Passage START
BID® Daily Newsletter
Jun 23, 2022

BID® Daily Newsletter

Jun 23, 2022

Four Strategies to Attract Small Business Customers

Summary: There are 32.5MM small businesses in the US, generating 44% of economic activity — an attractive opportunity for financial service providers of all sizes. CFIs have a strong connection with small business customers and could leverage their understanding of the customers’ unique needs in order to create compelling propositions for them. We give you four strategies to help get you off to a good start.

According to the National Day Calendar, the US observes 1.5K different national days, weeks and months. These include National Learn About Butterflies Day on March 14, and National Weed Appreciation Day on March 28 (when we remind ourselves that some weeds are beneficial to our ecosystem). One of the potentially more notable celebrations for community financial institutions (CFIs) is Small Business Week. Occurring in the first week of May, we recognize the fundamental contributions that entrepreneurs and small business owners make to our national and local economies.
During the most recent Small Business week, the US celebrated all 32.5MM small businesses that employ 46.8% of the private workforce and generate 44% of US economic activity. Given these economic contributions, it should come as no surprise that small business deposit accounts are top priorities for 41% of CFIs in 2022—almost twice as important as other retail deposit accounts.
CFIs are a natural fit for small businesses on account of their community connections, local knowledge, small business understanding, and ability to offer a fast and personalized service. These attributes served institutions well during the pandemic, when they were instrumental in helping small businesses weather the storm. Indeed, within the first three weeks of the pandemic, CFIs originated more than $210B in PPP loans, saving an estimated 20MM jobs — compared to just $104MM issued by other institutions. The data suggests that community institutions used their local economy expertise and small business relationships to deploy PPP loans more effectively.
As competition for small business accounts grows more intense, your institution may want to capitalize on the goodwill you’ve built with small business customers. Here are four strategies to allow your institution to be best positioned to win and retain this market segment.
1. Provide an omnichannel experience. Business customers now expect a high level of digitalization from their financial service provider. A user-friendly online experience, along with mobile account opening, remote deposit capture capabilities, contactless payments, and mobile transfers and check deposits are no longer optional service offerings.
BAI’s 2022 survey of business owners found that about 67% would rather open a deposit account online and 56% would prefer to take out a bank loan online. That said, most still use branches for complex transactions. Similarly, many small business customers still require quality and personal interaction, with expert advice on hand to help them achieve their financial goals.
As branches remain central to your strategy, your institution needs to ensure you’re providing seamless, customer service across all the channels – branch, online, and mobile.
Passage END
Information shown START
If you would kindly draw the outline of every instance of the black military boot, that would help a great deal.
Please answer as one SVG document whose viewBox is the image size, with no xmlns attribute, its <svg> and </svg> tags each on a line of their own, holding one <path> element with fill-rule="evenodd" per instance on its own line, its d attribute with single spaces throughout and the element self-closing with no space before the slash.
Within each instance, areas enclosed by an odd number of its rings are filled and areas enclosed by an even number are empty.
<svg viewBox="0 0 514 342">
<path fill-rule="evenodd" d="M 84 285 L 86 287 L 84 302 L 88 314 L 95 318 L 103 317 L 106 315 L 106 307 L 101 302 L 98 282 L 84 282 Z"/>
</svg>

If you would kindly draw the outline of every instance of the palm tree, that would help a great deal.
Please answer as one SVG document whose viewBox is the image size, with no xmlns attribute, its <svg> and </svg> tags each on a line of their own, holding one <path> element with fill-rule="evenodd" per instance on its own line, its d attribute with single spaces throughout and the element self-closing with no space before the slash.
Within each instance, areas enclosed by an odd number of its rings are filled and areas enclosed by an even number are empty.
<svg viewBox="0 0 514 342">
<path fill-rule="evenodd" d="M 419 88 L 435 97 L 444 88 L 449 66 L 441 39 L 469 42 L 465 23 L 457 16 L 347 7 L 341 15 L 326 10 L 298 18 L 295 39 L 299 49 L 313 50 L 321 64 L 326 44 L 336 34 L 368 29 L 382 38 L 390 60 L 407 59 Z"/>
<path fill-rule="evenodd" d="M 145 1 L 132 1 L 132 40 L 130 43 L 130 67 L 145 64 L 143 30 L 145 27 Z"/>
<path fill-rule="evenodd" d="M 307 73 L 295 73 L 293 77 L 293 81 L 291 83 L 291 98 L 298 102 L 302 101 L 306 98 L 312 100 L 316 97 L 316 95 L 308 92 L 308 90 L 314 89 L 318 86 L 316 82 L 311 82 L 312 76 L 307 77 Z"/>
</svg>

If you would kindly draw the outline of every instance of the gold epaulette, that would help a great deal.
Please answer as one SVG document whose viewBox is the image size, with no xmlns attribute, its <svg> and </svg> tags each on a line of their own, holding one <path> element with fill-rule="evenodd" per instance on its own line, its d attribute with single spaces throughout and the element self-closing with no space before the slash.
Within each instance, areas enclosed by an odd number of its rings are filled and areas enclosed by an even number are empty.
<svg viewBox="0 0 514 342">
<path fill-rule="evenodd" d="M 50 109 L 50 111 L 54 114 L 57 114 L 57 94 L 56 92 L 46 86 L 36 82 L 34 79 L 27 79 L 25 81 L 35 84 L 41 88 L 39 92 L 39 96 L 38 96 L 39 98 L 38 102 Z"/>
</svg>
Information shown END
**Your instructions**
In the newsletter above, rewrite everything from "As competition for" down to "optional service offerings.", substituting "multichannel" for "omnichannel".

**Result of the task**
As competition for small business accounts grows more intense, your institution may want to capitalize on the goodwill you’ve built with small business customers. Here are four strategies to allow your institution to be best positioned to win and retain this market segment.
1. Provide an multichannel experience. Business customers now expect a high level of digitalization from their financial service provider. A user-friendly online experience, along with mobile account opening, remote deposit capture capabilities, contactless payments, and mobile transfers and check deposits are no longer optional service offerings.